### PASSAGE GIVEN
━━━━━━━━━━━━━━━━━━━━
Each Stockholder, severally and not jointly with any other Stockholder, represents and warrants and covenants to the Purchaser and Parent as of the date hereof and as of the Closing Date that:

 

4.1           Organization; Standing and Power. Holdco is a limited liability company duly organized, validly existing and in good standing under the Laws of the State of California and has all requisite power and authority to own, operate and lease its properties and to carry on its business as now being conducted.

 

4.2           Authorization. Holdco and each Stockholder have all requisite power to execute and deliver the Transaction Agreements, to perform its obligations hereunder and thereunder and to consummate the transactions contemplated hereby and thereby. Holdco has the full power to exchange, assign, transfer and deliver the Shares to the Purchaser, free and clear of all Liens. The Transaction Agreements have been or will be, as applicable, duly and validly executed and delivered by Holdco and each Stockholder and, assuming the due authorization, execution and delivery hereof by the Purchaser, constitute or will constitute, as applicable, a legal, valid and binding obligation of Holdco and each Stockholder enforceable against Holdco and each Stockholder in accordance with its respective terms, except as the enforceability thereof may be limited by bankruptcy, insolvency, moratorium and other similar Laws relating to the enforcement of creditors’ rights generally.

 

4.3           No Conflicts. The execution and delivery by Holdco and each Stockholder of the Transaction Agreements to which Holdco or a Stockholder is a party does not, and the performance and consummation by Holdco and each Stockholder of the transactions contemplated hereby and thereby do not and will not (a) conflict with or result in a violation or breach of any of the terms, conditions or provisions of the charter, bylaws, partnership agreement or similar organization documents of Holdco or any Stockholder, if applicable; (b) conflict with or result in a violation or breach of any Laws or Orders applicable to Holdco or a Stockholder or any of Holdco’s or a Stockholder’s assets and properties or require any consent or approval of or any notice or filing with any Governmental Authority, regulatory body or other third party; or (c) conflict with or result in a violation or breach of, or default under, or give rise to any right of acceleration or termination of, any of the terms, conditions or provisions of, any note, bond, lease, license, agreement or other instrument or obligation to which Holdco or a Stockholder is a party or by which the Shares or Holdco’s or a Stockholder’s assets or properties are bound.
━━━━━━━━━━━━━━━━━━━━
### RECORDED INFORMATION
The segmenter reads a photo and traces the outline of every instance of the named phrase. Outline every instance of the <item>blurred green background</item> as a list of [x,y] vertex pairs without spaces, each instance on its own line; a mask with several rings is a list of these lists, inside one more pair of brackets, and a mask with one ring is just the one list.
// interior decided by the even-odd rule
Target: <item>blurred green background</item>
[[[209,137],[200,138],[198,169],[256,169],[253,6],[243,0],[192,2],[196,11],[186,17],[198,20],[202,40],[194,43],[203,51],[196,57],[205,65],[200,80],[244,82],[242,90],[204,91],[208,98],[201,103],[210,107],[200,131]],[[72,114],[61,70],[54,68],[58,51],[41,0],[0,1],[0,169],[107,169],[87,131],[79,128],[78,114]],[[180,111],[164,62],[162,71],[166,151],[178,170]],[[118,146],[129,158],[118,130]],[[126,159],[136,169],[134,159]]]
━━━━━━━━━━━━━━━━━━━━
### DIRECTION A
Reproduce the stockholder representations passage word for word, beginning at the words "Each Stockholder, severally" and stopping after "now being conducted.".
### DIRECTION B
Extend the stockholder representations passage by writing the next part, picking up after its final sentence.

### OUTPUT A
Each Stockholder, severally and not jointly with any other Stockholder, represents and warrants and covenants to the Purchaser and Parent as of the date hereof and as of the Closing Date that:

 

4.1           Organization; Standing and Power. Holdco is a limited liability company duly organized, validly existing and in good standing under the Laws of the State of California and has all requisite power and authority to own, operate and lease its properties and to carry on its business as now being conducted.

### OUTPUT B
 

4.4           Ownership of Shares. Holdco is the sole record and beneficial owner of the Shares, free and clear of all Liens, other than restrictions on transfer under applicable securities Laws and the organizational documents of the Company. Other than the Shares, neither Holdco nor any Stockholder has any right, title or interest in or to, including the right to acquire, any shares, interest, options, warrants, debentures, convertible or other securities of the Company or any of its Subsidiaries. Holdco is not a party to any voting trust, proxy, or other agreement or understanding between or among any persons that affects or relates to the voting or giving of written consent with respect to the Company Common Stock. Holdco and each Stockholder also confirms that the Company does not have, nor will have in the future, any obligation to Holdco or any Stockholder under the organizational documents of the Company. At the Closing, Holdco will transfer its entire right, title and interest in and to the Shares to the Purchaser.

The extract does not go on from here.